----- TASK DATA
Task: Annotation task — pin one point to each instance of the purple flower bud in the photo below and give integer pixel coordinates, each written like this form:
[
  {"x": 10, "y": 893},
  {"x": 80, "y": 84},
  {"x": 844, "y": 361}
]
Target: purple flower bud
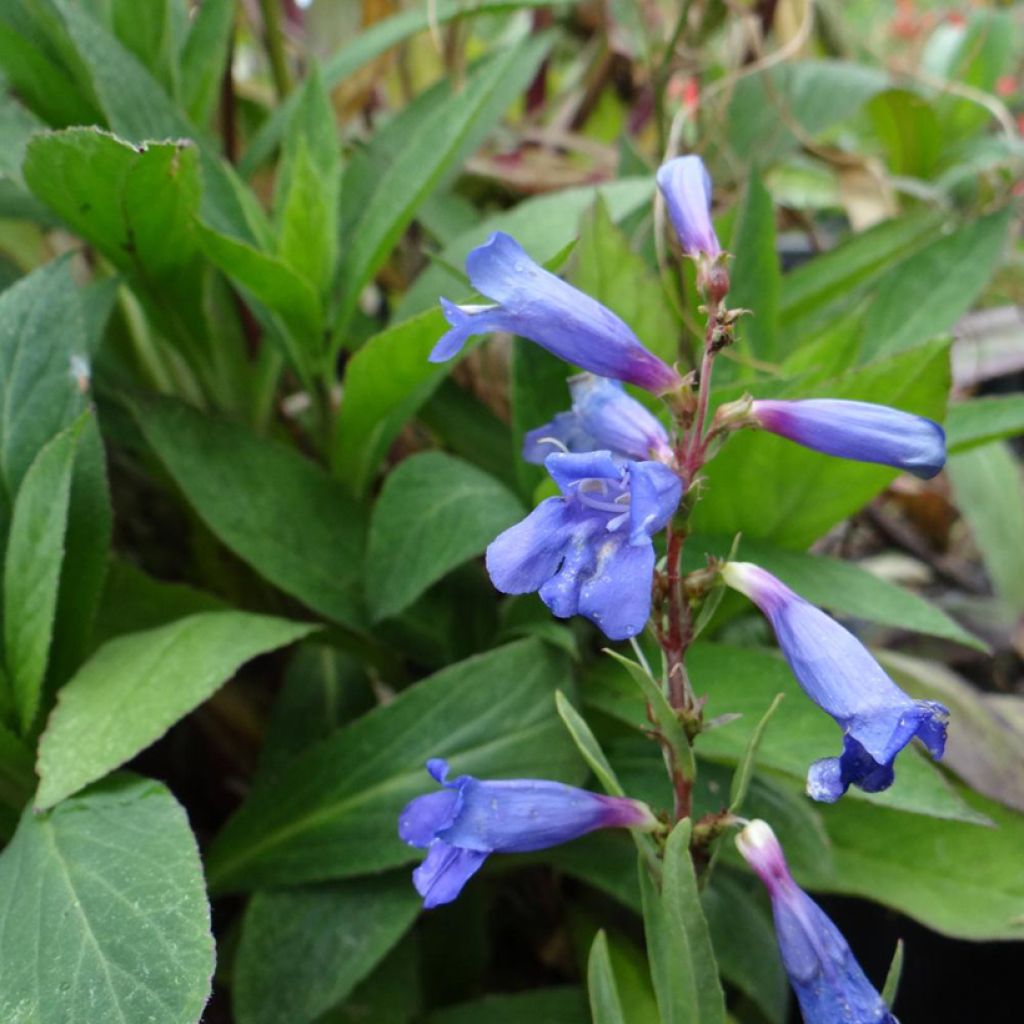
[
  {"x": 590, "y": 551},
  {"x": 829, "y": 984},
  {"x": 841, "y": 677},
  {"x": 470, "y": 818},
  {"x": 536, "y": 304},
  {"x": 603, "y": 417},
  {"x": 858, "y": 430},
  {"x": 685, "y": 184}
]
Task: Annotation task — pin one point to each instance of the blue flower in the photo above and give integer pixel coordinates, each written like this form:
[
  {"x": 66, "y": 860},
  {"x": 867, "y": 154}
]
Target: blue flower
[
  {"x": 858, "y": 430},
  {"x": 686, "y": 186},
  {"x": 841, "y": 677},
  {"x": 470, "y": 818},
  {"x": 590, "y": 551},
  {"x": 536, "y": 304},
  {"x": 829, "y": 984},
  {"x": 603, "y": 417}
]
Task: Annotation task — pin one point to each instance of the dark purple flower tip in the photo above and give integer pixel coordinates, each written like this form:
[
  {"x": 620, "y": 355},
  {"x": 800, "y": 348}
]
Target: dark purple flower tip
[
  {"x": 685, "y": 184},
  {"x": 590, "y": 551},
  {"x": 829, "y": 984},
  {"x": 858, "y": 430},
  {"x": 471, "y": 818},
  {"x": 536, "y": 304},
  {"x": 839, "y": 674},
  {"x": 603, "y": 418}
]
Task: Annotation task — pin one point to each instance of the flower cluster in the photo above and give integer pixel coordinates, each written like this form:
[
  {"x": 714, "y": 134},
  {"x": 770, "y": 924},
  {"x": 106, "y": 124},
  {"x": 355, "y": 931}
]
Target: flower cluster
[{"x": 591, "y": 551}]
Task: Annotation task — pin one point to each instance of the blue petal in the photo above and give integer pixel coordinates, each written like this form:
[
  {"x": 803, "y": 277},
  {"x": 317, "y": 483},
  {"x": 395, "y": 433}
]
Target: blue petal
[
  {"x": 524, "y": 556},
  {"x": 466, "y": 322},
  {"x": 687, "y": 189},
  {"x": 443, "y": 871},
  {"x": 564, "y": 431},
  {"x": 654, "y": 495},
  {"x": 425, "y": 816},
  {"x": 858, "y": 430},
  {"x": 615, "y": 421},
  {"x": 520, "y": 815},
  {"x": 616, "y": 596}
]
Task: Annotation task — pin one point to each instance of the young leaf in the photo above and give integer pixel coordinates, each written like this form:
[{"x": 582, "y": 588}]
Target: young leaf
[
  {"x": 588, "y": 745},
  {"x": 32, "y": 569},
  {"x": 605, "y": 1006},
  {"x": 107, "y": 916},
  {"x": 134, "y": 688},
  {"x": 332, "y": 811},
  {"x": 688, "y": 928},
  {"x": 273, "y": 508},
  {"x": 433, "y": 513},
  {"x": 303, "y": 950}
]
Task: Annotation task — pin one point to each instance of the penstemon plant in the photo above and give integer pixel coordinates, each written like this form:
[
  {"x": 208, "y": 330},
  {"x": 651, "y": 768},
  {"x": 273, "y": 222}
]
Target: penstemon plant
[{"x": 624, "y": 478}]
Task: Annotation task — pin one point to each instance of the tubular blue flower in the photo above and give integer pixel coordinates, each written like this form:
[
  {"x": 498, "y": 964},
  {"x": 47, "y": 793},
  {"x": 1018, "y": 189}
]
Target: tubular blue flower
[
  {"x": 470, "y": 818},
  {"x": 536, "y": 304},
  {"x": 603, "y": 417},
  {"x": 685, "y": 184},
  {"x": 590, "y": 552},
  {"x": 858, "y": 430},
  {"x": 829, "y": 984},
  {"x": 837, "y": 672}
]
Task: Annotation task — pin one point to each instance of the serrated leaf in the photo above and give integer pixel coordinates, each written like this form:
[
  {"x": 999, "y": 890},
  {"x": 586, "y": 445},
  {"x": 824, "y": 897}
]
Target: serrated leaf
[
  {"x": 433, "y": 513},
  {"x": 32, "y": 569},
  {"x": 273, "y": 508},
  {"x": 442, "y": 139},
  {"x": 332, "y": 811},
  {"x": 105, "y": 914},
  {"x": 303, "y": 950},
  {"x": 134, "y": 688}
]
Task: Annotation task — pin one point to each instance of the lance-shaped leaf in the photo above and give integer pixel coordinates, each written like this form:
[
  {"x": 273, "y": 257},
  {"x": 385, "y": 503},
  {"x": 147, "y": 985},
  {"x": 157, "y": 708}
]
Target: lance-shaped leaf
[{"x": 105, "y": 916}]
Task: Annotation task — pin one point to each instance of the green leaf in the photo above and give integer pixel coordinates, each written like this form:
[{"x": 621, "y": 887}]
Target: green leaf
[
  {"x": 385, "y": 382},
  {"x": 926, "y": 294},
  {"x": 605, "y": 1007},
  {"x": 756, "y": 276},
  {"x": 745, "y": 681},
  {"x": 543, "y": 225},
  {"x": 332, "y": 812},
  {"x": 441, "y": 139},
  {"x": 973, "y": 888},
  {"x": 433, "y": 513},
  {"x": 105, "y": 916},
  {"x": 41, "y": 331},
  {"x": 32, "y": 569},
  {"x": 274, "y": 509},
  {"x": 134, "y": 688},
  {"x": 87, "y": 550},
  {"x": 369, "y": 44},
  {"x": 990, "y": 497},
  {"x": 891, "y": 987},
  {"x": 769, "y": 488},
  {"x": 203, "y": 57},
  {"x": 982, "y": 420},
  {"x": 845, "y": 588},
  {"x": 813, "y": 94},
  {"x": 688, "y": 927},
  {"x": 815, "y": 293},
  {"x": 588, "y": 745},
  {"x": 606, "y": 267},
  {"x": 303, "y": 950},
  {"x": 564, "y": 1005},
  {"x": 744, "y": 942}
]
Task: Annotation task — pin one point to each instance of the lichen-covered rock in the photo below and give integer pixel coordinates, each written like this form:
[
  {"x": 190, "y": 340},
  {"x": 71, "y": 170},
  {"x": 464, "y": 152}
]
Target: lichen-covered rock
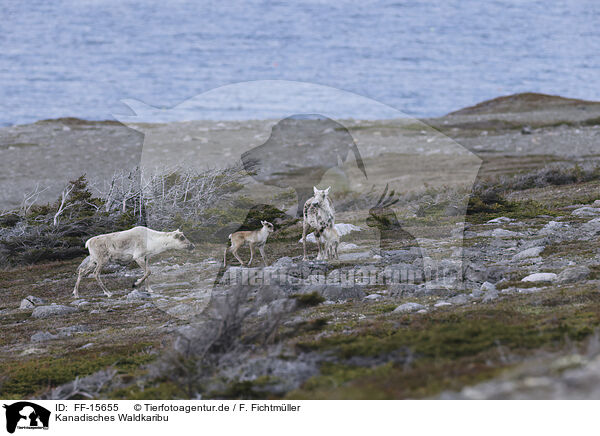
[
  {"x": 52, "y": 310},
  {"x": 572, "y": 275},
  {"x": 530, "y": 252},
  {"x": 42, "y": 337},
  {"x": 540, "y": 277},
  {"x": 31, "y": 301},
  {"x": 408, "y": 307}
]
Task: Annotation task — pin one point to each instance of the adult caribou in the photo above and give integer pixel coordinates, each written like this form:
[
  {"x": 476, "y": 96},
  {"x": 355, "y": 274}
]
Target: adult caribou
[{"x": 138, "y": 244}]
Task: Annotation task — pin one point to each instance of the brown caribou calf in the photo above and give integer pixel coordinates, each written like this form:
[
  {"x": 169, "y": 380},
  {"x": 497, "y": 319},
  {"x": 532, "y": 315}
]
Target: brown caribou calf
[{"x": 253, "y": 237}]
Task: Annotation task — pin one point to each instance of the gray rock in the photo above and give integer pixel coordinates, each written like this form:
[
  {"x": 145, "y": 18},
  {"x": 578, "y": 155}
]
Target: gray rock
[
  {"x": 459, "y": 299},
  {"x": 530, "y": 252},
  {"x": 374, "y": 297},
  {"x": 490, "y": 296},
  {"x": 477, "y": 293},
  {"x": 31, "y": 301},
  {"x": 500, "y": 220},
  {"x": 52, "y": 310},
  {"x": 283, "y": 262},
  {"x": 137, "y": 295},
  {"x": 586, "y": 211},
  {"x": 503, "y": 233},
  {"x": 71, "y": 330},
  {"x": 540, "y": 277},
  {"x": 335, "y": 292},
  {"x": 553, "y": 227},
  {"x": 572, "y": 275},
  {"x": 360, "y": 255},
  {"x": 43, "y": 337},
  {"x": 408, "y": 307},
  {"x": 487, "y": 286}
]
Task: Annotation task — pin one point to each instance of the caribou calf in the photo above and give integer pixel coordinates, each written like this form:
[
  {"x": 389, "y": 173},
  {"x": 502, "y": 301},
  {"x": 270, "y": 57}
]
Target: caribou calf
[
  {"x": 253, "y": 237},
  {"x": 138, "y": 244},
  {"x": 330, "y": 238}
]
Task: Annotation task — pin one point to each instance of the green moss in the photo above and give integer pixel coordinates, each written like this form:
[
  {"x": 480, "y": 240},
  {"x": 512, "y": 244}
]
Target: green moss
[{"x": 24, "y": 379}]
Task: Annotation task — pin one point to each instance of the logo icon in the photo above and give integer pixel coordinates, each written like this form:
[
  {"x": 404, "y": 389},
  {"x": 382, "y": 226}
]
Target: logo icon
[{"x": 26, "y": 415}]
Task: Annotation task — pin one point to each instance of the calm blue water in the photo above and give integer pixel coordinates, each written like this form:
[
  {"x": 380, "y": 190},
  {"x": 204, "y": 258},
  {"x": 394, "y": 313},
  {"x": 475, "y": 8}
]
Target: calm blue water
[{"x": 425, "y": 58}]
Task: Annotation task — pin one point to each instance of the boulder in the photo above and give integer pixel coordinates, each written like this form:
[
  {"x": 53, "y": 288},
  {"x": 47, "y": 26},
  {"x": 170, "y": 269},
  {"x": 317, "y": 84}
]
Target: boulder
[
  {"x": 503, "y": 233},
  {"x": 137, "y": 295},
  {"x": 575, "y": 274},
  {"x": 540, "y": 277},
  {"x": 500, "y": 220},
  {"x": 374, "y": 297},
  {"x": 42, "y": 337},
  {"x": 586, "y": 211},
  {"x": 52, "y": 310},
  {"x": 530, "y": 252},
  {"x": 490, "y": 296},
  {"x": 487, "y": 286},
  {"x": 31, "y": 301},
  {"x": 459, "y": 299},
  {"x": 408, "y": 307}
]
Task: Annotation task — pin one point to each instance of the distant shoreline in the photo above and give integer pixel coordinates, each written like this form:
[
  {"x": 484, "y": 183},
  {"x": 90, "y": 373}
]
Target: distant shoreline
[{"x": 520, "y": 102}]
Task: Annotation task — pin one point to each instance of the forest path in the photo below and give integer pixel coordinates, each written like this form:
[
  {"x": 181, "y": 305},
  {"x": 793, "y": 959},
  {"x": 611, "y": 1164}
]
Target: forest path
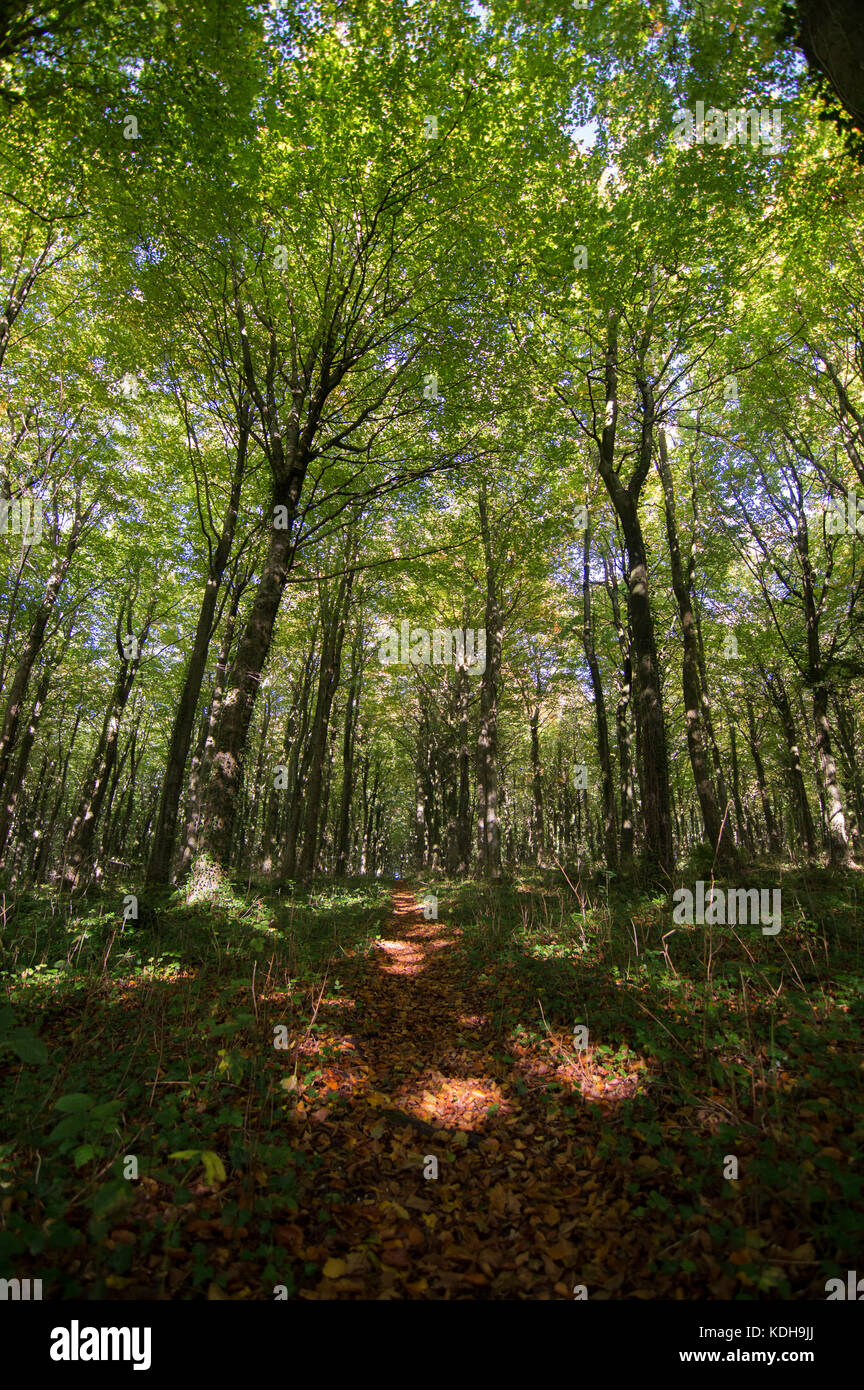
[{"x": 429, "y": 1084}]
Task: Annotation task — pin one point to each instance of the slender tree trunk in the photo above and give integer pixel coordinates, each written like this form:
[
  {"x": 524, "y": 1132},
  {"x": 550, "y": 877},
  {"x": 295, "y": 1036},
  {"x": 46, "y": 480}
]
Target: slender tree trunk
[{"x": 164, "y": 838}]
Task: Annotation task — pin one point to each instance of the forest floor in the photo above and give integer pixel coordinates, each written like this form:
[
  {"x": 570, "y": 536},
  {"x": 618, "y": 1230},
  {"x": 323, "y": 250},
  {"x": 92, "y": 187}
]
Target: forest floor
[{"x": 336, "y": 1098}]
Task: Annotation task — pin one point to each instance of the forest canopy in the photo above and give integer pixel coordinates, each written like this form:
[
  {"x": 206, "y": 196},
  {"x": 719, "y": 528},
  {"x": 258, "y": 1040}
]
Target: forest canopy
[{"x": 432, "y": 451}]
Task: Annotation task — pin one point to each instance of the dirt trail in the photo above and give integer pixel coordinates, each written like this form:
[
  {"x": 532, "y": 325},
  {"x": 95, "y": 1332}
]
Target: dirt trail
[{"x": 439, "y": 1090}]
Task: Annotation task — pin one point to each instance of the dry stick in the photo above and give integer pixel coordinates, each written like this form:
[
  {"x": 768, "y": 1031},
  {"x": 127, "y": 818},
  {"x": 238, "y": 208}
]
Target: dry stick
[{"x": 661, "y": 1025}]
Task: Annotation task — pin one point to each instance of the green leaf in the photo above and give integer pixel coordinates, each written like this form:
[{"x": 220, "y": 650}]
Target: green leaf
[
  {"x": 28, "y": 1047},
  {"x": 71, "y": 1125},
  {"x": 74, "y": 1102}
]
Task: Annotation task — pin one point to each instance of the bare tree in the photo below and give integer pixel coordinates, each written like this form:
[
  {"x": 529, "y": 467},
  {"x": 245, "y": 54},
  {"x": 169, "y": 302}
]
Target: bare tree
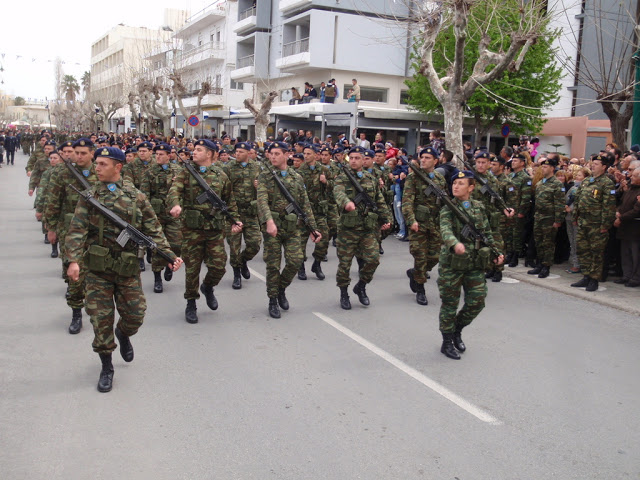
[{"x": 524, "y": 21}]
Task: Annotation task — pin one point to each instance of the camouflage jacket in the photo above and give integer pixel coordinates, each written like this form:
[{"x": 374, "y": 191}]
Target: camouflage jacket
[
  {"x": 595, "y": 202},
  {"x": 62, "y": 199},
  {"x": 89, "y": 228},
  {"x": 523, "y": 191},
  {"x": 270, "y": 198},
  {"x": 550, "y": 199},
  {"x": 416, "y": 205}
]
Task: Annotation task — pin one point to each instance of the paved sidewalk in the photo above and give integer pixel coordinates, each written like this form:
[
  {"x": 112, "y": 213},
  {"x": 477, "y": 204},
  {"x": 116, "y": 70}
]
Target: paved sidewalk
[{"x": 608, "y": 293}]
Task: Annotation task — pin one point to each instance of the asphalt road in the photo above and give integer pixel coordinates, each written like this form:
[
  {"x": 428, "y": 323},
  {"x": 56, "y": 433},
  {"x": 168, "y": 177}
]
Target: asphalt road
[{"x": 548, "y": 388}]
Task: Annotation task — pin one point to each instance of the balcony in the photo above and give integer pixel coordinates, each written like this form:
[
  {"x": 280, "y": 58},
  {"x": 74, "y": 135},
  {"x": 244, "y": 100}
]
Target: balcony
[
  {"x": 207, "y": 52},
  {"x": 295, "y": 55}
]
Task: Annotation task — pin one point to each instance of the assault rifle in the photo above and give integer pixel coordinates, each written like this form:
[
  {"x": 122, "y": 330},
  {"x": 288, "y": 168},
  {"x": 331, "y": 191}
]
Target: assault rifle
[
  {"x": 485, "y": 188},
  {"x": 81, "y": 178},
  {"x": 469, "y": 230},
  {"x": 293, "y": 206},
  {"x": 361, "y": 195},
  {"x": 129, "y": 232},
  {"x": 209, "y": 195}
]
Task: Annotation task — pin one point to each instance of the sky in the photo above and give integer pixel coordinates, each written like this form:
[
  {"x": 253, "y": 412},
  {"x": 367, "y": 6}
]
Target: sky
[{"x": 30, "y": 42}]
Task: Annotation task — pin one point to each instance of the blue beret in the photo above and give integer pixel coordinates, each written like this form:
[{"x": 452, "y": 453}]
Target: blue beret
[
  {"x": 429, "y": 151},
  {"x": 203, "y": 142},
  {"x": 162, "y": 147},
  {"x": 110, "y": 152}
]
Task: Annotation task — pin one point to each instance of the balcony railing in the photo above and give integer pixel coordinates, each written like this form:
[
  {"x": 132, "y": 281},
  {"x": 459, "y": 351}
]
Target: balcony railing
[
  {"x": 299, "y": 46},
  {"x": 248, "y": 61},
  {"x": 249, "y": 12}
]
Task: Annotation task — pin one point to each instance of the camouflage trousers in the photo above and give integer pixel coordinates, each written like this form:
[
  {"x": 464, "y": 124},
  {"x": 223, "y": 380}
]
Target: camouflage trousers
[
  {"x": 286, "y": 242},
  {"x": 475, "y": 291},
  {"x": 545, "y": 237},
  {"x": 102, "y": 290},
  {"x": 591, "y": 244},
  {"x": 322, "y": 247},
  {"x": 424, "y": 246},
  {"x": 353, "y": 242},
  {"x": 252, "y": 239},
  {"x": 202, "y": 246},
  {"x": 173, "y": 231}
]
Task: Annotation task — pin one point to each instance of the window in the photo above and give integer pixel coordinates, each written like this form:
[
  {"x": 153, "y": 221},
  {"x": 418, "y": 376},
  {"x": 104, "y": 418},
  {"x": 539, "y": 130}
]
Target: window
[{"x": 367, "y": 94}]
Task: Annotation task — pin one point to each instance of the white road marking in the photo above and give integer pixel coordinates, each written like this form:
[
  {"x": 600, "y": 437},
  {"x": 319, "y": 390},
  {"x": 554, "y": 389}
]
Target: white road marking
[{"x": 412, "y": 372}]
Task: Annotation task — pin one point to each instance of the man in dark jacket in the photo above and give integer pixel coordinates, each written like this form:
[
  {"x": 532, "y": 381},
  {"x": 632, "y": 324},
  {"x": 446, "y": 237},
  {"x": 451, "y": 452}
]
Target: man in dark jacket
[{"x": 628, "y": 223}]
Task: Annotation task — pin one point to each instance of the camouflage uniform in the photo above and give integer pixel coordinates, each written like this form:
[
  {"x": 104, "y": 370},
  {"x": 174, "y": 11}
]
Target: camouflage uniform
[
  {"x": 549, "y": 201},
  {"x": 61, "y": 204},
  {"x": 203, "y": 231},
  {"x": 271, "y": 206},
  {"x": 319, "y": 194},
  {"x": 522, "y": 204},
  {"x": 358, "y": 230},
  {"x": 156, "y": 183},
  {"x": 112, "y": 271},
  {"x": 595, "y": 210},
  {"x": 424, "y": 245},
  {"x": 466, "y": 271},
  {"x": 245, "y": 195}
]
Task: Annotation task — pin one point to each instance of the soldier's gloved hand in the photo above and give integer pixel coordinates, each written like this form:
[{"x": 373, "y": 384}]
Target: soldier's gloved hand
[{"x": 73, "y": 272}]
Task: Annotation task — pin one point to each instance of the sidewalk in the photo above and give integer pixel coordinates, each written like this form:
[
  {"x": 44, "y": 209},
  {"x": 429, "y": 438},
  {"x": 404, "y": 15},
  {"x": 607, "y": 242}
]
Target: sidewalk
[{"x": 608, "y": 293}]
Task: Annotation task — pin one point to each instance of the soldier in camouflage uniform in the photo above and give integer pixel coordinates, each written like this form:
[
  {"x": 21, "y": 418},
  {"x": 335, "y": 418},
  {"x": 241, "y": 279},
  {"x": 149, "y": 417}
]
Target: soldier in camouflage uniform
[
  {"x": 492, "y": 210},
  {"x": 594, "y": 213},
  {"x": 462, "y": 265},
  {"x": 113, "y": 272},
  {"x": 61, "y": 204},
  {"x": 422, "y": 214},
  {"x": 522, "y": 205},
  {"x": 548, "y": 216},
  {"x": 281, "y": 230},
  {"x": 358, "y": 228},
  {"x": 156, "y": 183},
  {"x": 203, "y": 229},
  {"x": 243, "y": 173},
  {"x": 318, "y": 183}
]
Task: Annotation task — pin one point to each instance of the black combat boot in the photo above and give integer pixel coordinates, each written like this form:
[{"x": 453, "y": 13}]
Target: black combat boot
----------
(ACTION ITEM) Among the records above, count the lines that include the word "below" and state the number by itself.

(REPLY TO THE EXERCISE) 4